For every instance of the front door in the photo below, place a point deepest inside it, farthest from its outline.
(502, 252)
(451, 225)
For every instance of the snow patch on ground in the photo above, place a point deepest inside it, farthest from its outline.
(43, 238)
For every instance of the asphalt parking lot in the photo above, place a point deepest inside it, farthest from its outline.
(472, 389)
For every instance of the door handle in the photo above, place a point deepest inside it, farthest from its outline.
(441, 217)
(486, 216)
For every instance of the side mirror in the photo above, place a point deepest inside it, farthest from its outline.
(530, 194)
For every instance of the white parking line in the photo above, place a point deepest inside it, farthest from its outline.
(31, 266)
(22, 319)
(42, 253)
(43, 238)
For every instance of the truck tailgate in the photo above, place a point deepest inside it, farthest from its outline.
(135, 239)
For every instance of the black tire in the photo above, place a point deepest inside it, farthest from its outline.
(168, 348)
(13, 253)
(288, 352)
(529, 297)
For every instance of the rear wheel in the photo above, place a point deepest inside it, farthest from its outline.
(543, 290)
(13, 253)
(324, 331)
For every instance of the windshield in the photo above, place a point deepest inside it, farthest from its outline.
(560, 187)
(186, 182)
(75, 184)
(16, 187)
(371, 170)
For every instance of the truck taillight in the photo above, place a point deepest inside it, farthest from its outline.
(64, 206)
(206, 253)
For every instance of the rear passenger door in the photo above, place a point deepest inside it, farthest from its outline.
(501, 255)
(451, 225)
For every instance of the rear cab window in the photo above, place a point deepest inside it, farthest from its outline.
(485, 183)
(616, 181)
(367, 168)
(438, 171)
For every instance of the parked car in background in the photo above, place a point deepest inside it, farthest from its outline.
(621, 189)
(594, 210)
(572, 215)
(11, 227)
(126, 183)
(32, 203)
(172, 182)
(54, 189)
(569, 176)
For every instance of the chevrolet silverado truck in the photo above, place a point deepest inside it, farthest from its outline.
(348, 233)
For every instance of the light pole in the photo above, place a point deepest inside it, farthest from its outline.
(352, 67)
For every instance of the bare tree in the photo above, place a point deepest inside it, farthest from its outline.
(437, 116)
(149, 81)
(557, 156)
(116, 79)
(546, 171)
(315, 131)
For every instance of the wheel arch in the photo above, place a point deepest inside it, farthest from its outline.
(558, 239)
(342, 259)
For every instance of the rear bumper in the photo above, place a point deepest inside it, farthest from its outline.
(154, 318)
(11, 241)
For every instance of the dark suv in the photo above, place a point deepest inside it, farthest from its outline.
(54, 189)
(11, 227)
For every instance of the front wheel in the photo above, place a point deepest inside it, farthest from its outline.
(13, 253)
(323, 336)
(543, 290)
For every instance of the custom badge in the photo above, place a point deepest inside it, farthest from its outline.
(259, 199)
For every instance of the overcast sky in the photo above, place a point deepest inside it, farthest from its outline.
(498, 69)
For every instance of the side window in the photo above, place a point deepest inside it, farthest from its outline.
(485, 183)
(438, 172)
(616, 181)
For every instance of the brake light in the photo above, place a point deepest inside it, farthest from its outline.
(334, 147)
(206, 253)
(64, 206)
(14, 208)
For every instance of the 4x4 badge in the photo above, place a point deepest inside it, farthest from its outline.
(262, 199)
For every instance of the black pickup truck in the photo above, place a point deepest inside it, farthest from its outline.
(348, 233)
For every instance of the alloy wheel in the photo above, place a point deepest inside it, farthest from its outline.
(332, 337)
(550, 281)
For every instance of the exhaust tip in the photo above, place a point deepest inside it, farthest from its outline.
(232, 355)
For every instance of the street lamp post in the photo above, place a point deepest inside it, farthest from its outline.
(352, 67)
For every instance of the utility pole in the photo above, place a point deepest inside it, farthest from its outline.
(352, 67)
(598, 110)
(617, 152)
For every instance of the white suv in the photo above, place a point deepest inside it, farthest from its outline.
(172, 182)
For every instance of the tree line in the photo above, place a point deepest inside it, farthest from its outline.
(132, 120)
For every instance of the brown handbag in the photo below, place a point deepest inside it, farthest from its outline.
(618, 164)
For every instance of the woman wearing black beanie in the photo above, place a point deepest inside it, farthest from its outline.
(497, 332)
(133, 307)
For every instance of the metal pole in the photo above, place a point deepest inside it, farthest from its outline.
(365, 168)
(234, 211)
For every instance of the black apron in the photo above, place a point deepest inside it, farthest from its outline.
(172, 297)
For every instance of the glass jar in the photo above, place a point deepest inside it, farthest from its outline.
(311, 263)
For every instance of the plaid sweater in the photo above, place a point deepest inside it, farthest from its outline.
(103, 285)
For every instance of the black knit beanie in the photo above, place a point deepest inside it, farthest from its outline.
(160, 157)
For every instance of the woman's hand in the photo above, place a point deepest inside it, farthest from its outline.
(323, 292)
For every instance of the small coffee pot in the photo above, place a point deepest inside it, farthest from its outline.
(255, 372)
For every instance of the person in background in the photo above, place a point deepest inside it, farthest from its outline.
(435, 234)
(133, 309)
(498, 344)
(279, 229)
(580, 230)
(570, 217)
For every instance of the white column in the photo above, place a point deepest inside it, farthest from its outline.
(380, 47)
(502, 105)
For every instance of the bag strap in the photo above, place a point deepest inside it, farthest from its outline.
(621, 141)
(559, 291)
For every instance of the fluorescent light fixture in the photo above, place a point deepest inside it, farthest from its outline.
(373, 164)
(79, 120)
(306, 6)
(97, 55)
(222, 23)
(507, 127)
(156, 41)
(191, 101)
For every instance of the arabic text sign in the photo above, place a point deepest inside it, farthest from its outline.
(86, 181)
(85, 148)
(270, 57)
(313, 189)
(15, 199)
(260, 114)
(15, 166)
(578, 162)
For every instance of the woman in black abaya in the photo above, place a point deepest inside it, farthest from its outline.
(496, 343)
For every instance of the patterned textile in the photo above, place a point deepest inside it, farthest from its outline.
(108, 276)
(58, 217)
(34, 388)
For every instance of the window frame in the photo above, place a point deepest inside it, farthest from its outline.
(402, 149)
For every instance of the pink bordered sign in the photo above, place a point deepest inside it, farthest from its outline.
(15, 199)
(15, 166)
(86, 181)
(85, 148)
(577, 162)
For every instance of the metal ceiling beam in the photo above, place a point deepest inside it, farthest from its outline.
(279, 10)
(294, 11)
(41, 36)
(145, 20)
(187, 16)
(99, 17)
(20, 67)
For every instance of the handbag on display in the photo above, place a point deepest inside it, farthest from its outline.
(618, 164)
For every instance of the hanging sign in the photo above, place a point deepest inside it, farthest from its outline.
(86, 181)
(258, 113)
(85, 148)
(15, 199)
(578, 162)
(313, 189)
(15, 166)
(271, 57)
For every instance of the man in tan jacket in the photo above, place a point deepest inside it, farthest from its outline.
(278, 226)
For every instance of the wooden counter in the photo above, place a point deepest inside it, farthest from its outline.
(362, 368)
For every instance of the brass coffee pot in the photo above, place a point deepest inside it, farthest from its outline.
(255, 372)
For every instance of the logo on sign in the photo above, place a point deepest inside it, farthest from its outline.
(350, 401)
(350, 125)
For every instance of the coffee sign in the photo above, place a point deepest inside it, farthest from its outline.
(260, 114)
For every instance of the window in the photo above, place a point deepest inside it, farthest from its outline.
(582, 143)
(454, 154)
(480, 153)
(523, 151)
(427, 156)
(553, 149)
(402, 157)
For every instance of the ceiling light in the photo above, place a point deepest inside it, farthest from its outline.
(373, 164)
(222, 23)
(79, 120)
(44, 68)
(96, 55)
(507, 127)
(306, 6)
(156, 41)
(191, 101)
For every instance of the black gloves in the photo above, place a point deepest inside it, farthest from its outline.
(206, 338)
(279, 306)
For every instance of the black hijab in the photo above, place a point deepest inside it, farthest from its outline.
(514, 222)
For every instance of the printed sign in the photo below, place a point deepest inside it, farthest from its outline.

• EXERCISE BRIEF
Please set down the whole listing above without altering a single line.

• WRITTEN REPLY
For every instance of the front door in the photo below, place a point deepest inside it, farthest from its outline.
(502, 252)
(451, 225)
For every instance of the snow patch on ground in the photo above, place a point deepest inside it, farthest from its outline.
(43, 238)
For every instance of the asphalt parking lot in the photo above, place a point deepest inside it, farthest from its outline.
(472, 389)
For every instance of the door handle in the photo above, place a point deepest inside it, farthest from its outline.
(441, 217)
(486, 216)
For every instance of the side mirror in the photo above, place a point deepest inside it, farthest from its outline.
(530, 194)
For every instance of the white parking line in the photo above, place a point deepest inside it, farthest from its outline.
(31, 266)
(22, 319)
(42, 253)
(43, 238)
For every instance of the truck tailgate in the photo above, place a point deepest inside it, farthest from its outline.
(135, 239)
For every instance of the black tire in the photo above, place a point deepest inside it, farthest from its outline.
(168, 348)
(13, 253)
(288, 352)
(529, 297)
For every instance of the rear wheel in the photo above, place a point deepest inside it, farthest from its outline.
(543, 290)
(13, 253)
(324, 331)
For every instance of the windshield in the photo above, place a point deepest inside it, farthest from its outline.
(560, 187)
(186, 182)
(75, 184)
(16, 187)
(371, 170)
For every instance of the truck taillight in the photo above, place a point deepest inside it, farthest from its outline.
(64, 206)
(206, 253)
For every instance of the rear passenger door in the photo above, place a point deepest inside it, farthest from its outline.
(501, 255)
(451, 225)
For every instance of the rear cab window in the photo above, place a point deepest inside it, farthest from its outline.
(485, 183)
(616, 181)
(367, 168)
(438, 171)
For every instance of the parked car in background in the photo above, place a point deepest inside it, farthest from its outline.
(621, 189)
(594, 210)
(572, 215)
(11, 227)
(126, 183)
(32, 203)
(172, 182)
(54, 189)
(569, 176)
For every instance of the chevrolet silverado truck in the photo above, place a point deepest inside it, farthest from its outline.
(348, 233)
For every instance of the light pole in the photo above, place a point deepest inside it, farthest from its outline.
(352, 67)
For every instance of the bare tree in the photo above, place a point deepest inside it, farthest from its outline.
(437, 116)
(149, 81)
(557, 156)
(116, 79)
(546, 171)
(315, 131)
For every instance of the wheel arch in the photo above, place a point deepest inside it, farthest from its outline.
(558, 239)
(342, 259)
For every instance of the rear bumper in the photo above, place a point deepest inside it, farthest from its outline.
(154, 318)
(11, 241)
For every instance of the dark suv in the photo above, place a point deepest inside it, farthest from its outline.
(54, 189)
(11, 227)
For every instance of the front wheel in the photo above, place a point deepest inside it, farthest from its outline.
(13, 253)
(323, 336)
(543, 290)
For every instance of the custom badge in the photo above, place a point deepest inside it, farthest from its outline.
(259, 199)
For every instance of the overcast sky in the photo above, place a point deepest inside it, farthest from its outline.
(498, 69)
For every instance of the side window in the photo above, place a point deepest inside it, farthest from its outline.
(485, 183)
(438, 172)
(616, 181)
For every instance of the brake light in the photo above, place a point deepest inside it, farthest from its outline.
(334, 147)
(206, 253)
(64, 206)
(14, 208)
For every instance of the 4x4 badge in the photo above, place a point deepest inside it, farthest from its outline.
(262, 199)
For every instance of the black pickup truck in the photo above, place a point deepest inside it, farthest from its outline.
(348, 233)
For every instance of the alloy wheel in the photo above, place a point deepest inside it, farthest from its outline.
(332, 337)
(550, 281)
For every instance of the exhaust tip in the photo above, place a point deepest inside it, farthest from its outline.
(232, 355)
For every instance of the street lamp post in the photo above, place a point deepest inside it, farthest from its outline.
(352, 67)
For every instance of the utility pole in the photo above, place a point deepest inside it, farthest from its outline.
(352, 67)
(598, 110)
(617, 152)
For every instance of the white suv in the photo above, place a point deepest inside it, farthest from its outline.
(172, 182)
For every instance of the tree line in the photo above, place a point deepest inside it, farthest from its outline.
(132, 120)
For every instance of the brown handbag in the photo below, place a point deepest inside it, farthest from its outline.
(618, 164)
For every instance of the woman wearing black beanie in the photo above, place a point deepest inside it, farthest from its outline.
(497, 332)
(133, 307)
For every instance of the metal pole in the photo above, place a point deepest inside it, farthest from its outline.
(365, 168)
(234, 211)
For every instance of the black apron in the photo above, place a point deepest inside it, farthest from its outline.
(172, 297)
For every instance of the glass jar in the photo above, place a point deepest inside it, farthest from its outline.
(311, 263)
For every instance of the plaid sweater in the photo above, place a point deepest inside it, farthest from its outline.
(103, 285)
For every instance of the black knit beanie in the photo above, place a point deepest inside it, farthest from its outline.
(160, 157)
For every instance of the woman's hand in the photo above, place a point deepest inside it, farthest from its outline.
(323, 292)
For every instance of the small coffee pot in the photo above, place a point deepest inside it, farthest from its outline.
(255, 372)
For every instance of the person in background in the photo above, place a point deepest inside it, farthest from its outline.
(435, 234)
(133, 309)
(498, 344)
(279, 229)
(580, 230)
(570, 217)
For every instance of the white column in the photo above, place a point deepest inside it, farthest from its outline.
(380, 47)
(502, 105)
For every instance of the bag strap in the photo above, place a point deepest inside it, farthest from its outline.
(621, 141)
(559, 291)
For every instance of the fluorescent light fixture in the photo above, place a point deepest inside it, farthest from its outline.
(373, 164)
(79, 120)
(306, 6)
(97, 55)
(222, 23)
(507, 127)
(156, 41)
(191, 101)
For every instance of the arabic text sign in the photo above, place a point deepest inside it, farthest from its outline.
(86, 181)
(85, 148)
(270, 57)
(313, 189)
(15, 199)
(260, 114)
(15, 166)
(578, 162)
For every instance of the woman in black abaya in the photo above, place a point deepest inside it, farthest from its outline.
(496, 343)
For every instance of the patterned textile in the photo above, place a point deepest inside it, farthest from its outline.
(108, 276)
(58, 217)
(34, 388)
For every instance of the window frame in the photo above, place a point deepest inside it, farthest from its outline.
(402, 149)
For every instance of the pink bordered sign in the photo above, place a point deepest inside it, farthest from its outline.
(15, 199)
(15, 166)
(86, 181)
(85, 148)
(577, 162)
For every instance of the metal ceiling beam in the photo above, place a point deepest inside it, farthest from its outline.
(279, 10)
(294, 11)
(41, 36)
(145, 20)
(187, 16)
(99, 17)
(20, 67)
For every instance of the handbag on display in the photo above, place a point deepest inside it, farthest from its outline.
(618, 164)
For every instance of the hanging sign in the photo above, place a point deepest inside it, farthest from its outline.
(86, 181)
(258, 113)
(85, 148)
(15, 199)
(578, 162)
(313, 189)
(15, 166)
(271, 57)
For every instance of the man in tan jacket in the photo above, place a point deepest inside it, farthest from its outline.
(278, 226)
For every instance of the wooden counter in the photo above, place a point deepest inside it, farthest from its outline.
(362, 368)
For every instance of the brass coffee pot in the photo above, place a point deepest inside it, farthest from its outline.
(255, 372)
For every instance of the logo on sign in the photo above, place a point deepest inside it, farthest from its outline.
(350, 401)
(350, 125)
For every instance of the coffee sign in the photo above, place a point deepest inside it, farthest from its outline.
(260, 114)
For every instance of the window in the photo above, place a point deepest inside it, farthest from its outline.
(582, 143)
(454, 154)
(480, 153)
(523, 151)
(427, 156)
(553, 149)
(402, 157)
For every instance of the ceiling light in the photo above, place a point deepest inside it, farthest from its outline.
(373, 164)
(222, 23)
(79, 120)
(44, 68)
(96, 55)
(507, 127)
(306, 6)
(156, 41)
(191, 101)
For every instance of the black gloves in the photo above, place a point deepest inside it, farthest from its outline.
(206, 338)
(279, 306)
For every instance of the black hijab in the photo above, place a point deepest inside it, farthest from its outline.
(514, 222)
For every instance of the printed sign in the photo below, place a point deepest inside it, farthest from its outline.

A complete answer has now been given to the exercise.